* Teks Latihan *
/---

2.3.6  Karakteristik

            Kerang adalah hewan air yang termasuk hewan bertubuh lunak (moluska). Pengertian kerang bersifat umum dan tidak memiliki arti secara biologi namun penggunaannya luas dan dipakai dalam kegiatan ekonomi. Dalam pengertian paling luas, kerang berarti semua moluska dengan sepasang cangkang.
            Kata kerang dapat pula berarti semua kerang-kerangan yang hidupnya menempel pada suatu obyek. Ke dalamnya termasuk jenis-jenis yang dapat dimakan, seperti kerang darah dan kerang hijau (kupang awung), namun tidak termasuk jenis-jenis yang dapat dimakan tetapi menggeletak di pasir atau dasar perairan, seperti lokan dan remis.

\---

* Petunjuk Latihan *
**1)** Menurut teks tentang kerang, apa arti kerang dalam pengertian paling luas?
**2)** Ringkas paragraf dalam teks tentang kerang yang diawali "Kata kerang dapat pula" menjadi daftar poin singkat tanpa menghilangkan fakta utamanya.
**3)** Salin ulang tanpa perubahan seluruh bagian teks tentang kerang, mulai dari "Kerang adalah hewan" sampai ke "dengan sepasang cangkang.".
Gunakan hanya teks tentang kerang sebagai sumber.

* Isi Daftar *
/---

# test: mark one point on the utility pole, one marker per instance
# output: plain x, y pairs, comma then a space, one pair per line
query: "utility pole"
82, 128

\---

* Jawaban Anda *
**1)** Semua moluska dengan sepasang cangkang.

**2)**
- Kerang juga bisa berarti semua kerang-kerangan yang hidup menempel pada suatu obyek.
- Termasuk di dalamnya jenis yang dapat dimakan, seperti kerang darah dan kerang hijau (kupang awung).
- Tidak termasuk jenis yang dapat dimakan tetapi tergeletak di pasir atau dasar perairan, seperti lokan dan remis.

**3)**
Kerang adalah hewan air yang termasuk hewan bertubuh lunak (moluska). Pengertian kerang bersifat umum dan tidak memiliki arti secara biologi namun penggunaannya luas dan dipakai dalam kegiatan ekonomi. Dalam pengertian paling luas, kerang berarti semua moluska dengan sepasang cangkang.